▶ **Given request**: Copy the data below word for word, from the line that contains "On this screenshot, the window" up to and including the final line of the data.

▶ **Supplied information**:
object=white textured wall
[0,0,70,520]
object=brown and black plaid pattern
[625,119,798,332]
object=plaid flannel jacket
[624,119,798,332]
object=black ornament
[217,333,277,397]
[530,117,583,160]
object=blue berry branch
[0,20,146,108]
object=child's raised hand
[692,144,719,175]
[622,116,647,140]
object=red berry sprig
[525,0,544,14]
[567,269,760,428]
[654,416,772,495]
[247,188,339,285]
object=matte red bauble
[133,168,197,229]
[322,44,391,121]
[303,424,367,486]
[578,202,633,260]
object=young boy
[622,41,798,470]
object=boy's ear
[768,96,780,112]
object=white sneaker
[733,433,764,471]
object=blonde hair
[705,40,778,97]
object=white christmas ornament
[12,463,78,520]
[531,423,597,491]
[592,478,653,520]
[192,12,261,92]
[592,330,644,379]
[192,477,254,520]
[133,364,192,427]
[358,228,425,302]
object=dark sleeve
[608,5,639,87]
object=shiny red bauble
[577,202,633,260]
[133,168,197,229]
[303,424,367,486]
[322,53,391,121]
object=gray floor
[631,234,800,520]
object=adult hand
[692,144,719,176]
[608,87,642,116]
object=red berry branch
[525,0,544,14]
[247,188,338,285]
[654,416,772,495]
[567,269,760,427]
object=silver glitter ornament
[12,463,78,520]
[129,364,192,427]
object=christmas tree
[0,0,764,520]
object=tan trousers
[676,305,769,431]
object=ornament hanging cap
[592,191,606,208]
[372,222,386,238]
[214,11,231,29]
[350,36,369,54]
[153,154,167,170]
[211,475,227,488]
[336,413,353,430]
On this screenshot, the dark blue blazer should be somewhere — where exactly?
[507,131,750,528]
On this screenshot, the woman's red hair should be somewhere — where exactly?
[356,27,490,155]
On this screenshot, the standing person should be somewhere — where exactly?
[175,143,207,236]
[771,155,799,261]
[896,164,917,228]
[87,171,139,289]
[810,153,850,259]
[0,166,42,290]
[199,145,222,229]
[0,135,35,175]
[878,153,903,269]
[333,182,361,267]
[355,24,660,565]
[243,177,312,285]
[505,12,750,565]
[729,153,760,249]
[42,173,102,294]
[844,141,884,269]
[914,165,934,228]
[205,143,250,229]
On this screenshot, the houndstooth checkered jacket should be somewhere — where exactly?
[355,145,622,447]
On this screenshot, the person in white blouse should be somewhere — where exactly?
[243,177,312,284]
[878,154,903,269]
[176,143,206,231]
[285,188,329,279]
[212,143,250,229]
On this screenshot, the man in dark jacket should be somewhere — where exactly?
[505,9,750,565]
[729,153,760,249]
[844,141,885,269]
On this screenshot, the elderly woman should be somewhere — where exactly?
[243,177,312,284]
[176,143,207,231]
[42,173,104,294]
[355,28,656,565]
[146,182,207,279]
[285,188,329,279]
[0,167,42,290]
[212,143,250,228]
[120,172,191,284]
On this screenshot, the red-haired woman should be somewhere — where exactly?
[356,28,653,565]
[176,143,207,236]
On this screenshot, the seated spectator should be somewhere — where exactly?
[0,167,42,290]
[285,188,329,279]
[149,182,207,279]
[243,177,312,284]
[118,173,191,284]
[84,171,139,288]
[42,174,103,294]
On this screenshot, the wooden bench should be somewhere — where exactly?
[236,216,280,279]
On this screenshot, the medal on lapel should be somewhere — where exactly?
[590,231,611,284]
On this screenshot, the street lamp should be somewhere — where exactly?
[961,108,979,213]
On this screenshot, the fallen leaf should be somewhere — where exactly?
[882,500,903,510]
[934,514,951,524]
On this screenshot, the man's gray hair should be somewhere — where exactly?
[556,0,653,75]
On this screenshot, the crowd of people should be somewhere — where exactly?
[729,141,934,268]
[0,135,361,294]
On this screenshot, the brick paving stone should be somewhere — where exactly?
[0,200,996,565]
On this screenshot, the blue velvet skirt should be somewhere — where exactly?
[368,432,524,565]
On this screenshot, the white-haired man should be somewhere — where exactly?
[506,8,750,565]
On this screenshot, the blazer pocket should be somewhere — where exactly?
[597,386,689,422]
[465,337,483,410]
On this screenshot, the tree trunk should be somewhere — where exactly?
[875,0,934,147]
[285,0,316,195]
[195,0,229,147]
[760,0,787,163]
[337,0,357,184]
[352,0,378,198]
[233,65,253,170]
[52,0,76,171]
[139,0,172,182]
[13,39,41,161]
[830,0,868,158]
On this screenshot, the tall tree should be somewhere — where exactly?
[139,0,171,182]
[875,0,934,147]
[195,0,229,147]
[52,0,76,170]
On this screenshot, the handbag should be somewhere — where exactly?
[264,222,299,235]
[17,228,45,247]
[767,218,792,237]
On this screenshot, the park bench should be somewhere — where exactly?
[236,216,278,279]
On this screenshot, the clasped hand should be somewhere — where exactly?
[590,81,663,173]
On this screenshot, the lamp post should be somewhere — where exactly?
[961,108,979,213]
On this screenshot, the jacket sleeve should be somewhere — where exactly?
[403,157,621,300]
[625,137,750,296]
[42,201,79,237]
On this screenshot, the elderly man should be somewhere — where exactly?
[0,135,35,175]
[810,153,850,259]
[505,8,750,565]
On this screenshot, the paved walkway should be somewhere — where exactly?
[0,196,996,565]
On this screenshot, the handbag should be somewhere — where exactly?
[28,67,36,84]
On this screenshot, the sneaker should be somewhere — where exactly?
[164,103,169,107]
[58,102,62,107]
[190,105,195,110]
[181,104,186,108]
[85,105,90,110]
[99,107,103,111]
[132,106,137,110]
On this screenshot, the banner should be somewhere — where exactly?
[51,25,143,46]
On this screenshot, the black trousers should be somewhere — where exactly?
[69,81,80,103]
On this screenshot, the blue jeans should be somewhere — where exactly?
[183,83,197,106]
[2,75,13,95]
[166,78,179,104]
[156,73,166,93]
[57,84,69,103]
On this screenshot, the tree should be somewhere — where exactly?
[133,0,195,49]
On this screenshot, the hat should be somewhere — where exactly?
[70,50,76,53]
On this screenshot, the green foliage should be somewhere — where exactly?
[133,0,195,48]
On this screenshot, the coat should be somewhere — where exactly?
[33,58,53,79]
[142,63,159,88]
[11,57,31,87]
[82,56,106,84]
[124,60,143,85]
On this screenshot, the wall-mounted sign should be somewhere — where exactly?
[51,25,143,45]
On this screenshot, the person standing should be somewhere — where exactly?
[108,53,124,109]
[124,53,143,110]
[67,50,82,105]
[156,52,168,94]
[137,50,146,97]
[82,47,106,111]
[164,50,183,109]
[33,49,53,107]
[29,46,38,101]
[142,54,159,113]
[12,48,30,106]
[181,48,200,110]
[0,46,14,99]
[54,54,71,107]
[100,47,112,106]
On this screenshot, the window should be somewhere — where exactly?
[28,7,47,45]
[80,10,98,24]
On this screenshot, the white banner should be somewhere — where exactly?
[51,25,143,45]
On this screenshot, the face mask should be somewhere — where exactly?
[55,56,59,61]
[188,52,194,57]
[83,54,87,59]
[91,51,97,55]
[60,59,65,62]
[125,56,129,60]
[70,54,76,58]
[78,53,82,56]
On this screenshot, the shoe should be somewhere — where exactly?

▶ **Written solution**:
On this screenshot, the window should be somewhere — where exactly?
[28,7,47,45]
[80,10,98,24]
On this screenshot, the white banner should be somewhere — where exactly?
[51,25,143,45]
On this screenshot, the face mask should be somewhere — where exactly?
[55,56,59,61]
[188,52,194,57]
[83,54,87,59]
[91,51,97,55]
[60,59,65,62]
[125,56,129,60]
[70,54,76,58]
[78,53,82,56]
On this screenshot, the shoe should be somewhere — where exactly?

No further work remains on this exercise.